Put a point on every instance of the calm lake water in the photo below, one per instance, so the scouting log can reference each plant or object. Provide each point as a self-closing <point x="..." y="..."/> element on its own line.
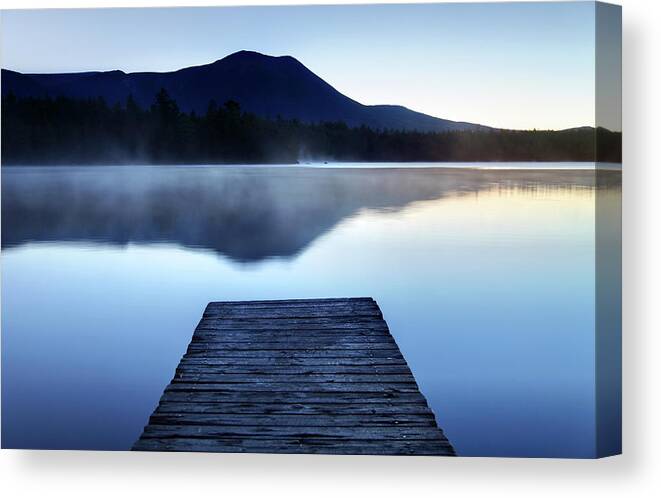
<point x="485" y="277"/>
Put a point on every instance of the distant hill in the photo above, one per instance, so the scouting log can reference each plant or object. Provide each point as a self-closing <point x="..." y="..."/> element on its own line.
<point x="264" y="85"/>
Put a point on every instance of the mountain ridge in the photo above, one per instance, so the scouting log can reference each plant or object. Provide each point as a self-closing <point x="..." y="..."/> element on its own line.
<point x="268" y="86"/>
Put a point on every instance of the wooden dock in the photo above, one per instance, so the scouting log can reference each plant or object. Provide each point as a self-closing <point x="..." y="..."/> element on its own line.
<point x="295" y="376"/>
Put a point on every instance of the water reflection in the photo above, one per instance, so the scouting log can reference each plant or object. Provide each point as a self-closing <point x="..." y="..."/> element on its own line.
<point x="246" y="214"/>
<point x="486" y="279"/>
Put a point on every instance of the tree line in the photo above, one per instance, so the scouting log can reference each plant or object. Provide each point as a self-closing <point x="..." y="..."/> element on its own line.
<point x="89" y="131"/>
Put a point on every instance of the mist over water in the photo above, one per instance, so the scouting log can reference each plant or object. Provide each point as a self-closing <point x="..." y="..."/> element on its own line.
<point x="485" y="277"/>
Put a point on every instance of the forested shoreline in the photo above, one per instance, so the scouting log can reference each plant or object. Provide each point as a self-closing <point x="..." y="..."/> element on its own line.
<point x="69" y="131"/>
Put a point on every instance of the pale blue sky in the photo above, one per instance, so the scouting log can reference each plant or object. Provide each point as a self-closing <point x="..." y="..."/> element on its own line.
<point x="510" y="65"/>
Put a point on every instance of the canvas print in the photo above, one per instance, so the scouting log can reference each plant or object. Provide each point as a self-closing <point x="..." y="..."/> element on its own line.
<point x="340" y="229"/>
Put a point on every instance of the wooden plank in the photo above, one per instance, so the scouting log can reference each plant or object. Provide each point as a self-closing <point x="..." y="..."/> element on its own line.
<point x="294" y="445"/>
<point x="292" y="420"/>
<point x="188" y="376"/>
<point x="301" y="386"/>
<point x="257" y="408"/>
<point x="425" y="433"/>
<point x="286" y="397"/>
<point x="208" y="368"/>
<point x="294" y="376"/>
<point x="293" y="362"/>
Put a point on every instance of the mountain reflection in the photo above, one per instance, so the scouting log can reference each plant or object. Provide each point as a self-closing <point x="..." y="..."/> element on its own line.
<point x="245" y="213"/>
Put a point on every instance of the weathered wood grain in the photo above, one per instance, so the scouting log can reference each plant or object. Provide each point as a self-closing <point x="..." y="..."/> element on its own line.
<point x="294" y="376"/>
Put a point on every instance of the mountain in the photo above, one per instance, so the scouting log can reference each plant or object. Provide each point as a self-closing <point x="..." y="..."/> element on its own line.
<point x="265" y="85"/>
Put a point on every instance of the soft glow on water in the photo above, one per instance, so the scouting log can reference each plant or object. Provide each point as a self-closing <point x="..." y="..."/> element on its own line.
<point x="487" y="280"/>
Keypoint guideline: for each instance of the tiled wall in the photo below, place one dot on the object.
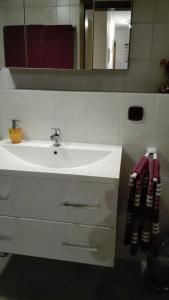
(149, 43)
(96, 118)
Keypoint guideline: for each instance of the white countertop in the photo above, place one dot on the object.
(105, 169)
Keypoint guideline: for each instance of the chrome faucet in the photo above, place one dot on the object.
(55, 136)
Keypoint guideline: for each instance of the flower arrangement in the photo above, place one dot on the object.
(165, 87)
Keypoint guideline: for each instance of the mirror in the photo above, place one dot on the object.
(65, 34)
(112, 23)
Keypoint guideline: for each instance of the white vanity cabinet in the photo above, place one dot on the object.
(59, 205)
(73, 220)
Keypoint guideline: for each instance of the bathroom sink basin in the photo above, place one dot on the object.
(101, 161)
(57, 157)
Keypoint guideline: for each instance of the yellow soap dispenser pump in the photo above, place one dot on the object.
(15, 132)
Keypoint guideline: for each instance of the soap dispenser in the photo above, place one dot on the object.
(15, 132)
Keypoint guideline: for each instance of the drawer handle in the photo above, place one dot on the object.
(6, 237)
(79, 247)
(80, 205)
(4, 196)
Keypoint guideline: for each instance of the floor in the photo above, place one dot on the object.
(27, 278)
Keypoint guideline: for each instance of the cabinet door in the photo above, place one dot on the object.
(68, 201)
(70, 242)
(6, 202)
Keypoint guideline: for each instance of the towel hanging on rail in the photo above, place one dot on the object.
==================================================
DIRECTIONS: Your answer must be an exact copy of every entry, with no pictures in it.

SOLUTION:
Put a point on every instance of the calm lake water in the photo below, one per instance, so the scouting log can reference each plant or object. Provide each point as a self-closing <point x="..." y="..."/> element on its own line.
<point x="485" y="277"/>
Put a point on every instance of the distant hill in the photo above, one per instance, so the scouting log can reference each plant or object. Provide each point as a self-closing <point x="..." y="..."/> element on its own line.
<point x="264" y="85"/>
Put a point on every instance of the mountain ridge in the photo above, one per instance, so the scouting log can reference each plant or object. Provide each point as a self-closing <point x="..." y="..."/> element on its own line.
<point x="268" y="86"/>
Put a point on every instance of the wooden dock in the photo above, one per instance, so the scouting log can reference each plant or object. Provide each point as a self-closing <point x="..." y="..."/> element on its own line.
<point x="295" y="376"/>
Put a point on every instance of the water reflection in the photo above, one per instance, so the scouting log can reference each plant or object. Provide each point as a self-closing <point x="..." y="..."/> element on its own line.
<point x="246" y="214"/>
<point x="486" y="279"/>
Put a point on every instance of the tree line in the photo above, one per instance, so the scouting log can reference each plant or object. Provide each point as a self-closing <point x="..." y="..."/> element on its own line.
<point x="89" y="131"/>
Put a point on every instance of the mist over water in the photo above, one per instance, so the scouting log can reference each plant or object. Provide each point as a self-closing <point x="..." y="..."/> element on its own line.
<point x="485" y="277"/>
Put a point on every instance of the forested shoreline in the photo above, one per instance, so the scouting log can reference each plant or object. Provide each point as a self-closing <point x="..." y="..."/> element on its own line.
<point x="69" y="131"/>
Put a point on every instance of the pale blue sky in the photo above, one per instance, so the scouting log can reference each plant or object. Provide each point as a self-closing <point x="..." y="..."/> element on its own line.
<point x="510" y="65"/>
Put a point on every instance of the canvas print in the photo above, one per instance, so the scouting log can reference each plant or object. Provide each point as a self-closing <point x="..." y="..."/> element on its own line.
<point x="340" y="229"/>
Put a point on every instance of the wooden plank in the photo above, one per instance, so the scouting log can reference each plant or object. Provide each point as a self-closing <point x="..." y="..."/> element on its own line.
<point x="294" y="445"/>
<point x="292" y="420"/>
<point x="188" y="376"/>
<point x="301" y="386"/>
<point x="257" y="408"/>
<point x="425" y="433"/>
<point x="286" y="397"/>
<point x="208" y="368"/>
<point x="294" y="376"/>
<point x="293" y="362"/>
Put a point on every instance of the mountain reflection in the photo above, one per instance, so the scouting log can reference each plant or object. Provide each point as a self-closing <point x="..." y="..."/> element on its own line.
<point x="245" y="213"/>
Put a point on every instance of the weathered wood grain in the photo above, one per instance, so the scouting log can reference each plant or object. Provide each point as a self-closing <point x="..." y="..."/> element on its own line.
<point x="294" y="376"/>
Put a point on every instance of the mountain in the photo above, one per instance, so the scouting log can reference each plant or object. Provide each point as a self-closing <point x="..." y="..."/> element on its own line.
<point x="265" y="85"/>
Put a point on every instance of the soft glow on water in the photo above, one per instance, so the scouting log can reference each plant or object. Provide each point as a self-closing <point x="..." y="..."/> element on its own line.
<point x="487" y="280"/>
Keypoint guideline: for each instance of the tiled wall in the photo below, place one dot on the object.
(149, 43)
(96, 118)
Keypoint guideline: for each instance of the white countertop in the photo above, place one dot on the object.
(105, 169)
Keypoint guideline: for each instance of the chrome faucet in the photo above, place one dot on the object.
(55, 136)
Keypoint guideline: for each instance of the flower arrangement in the photo above, place one dot on the object.
(165, 87)
Keypoint guideline: for each instance of the mirror in the photo above, place one dot on the object.
(65, 34)
(112, 23)
Keypoint guideline: for each instance of the white vanity cabinet in the photo above, place one dot on the object.
(59, 205)
(73, 220)
Keypoint guideline: for each instance of the bathroom sink basin in the photo above, place one dot on the object.
(101, 161)
(57, 157)
Keypoint guideline: for each instance of the yellow soap dispenser pump in the photo above, place one dot on the object.
(15, 132)
Keypoint guideline: for each instance of the soap dispenser in the photo above, place one dot on the object.
(15, 132)
Keypoint guideline: for each instance of the drawer handle in the photo above, place one dot on the object.
(6, 237)
(79, 247)
(80, 205)
(4, 196)
Keypoint guideline: for each instance of the floor in the photo above, place one dot on the object.
(27, 278)
Keypoint guideline: for each instance of the cabinet door in the photo above, place one dot on the object.
(68, 201)
(70, 242)
(6, 202)
Keypoint guideline: for each instance of the towel hanging on rail in the photo above, place one dot on the object.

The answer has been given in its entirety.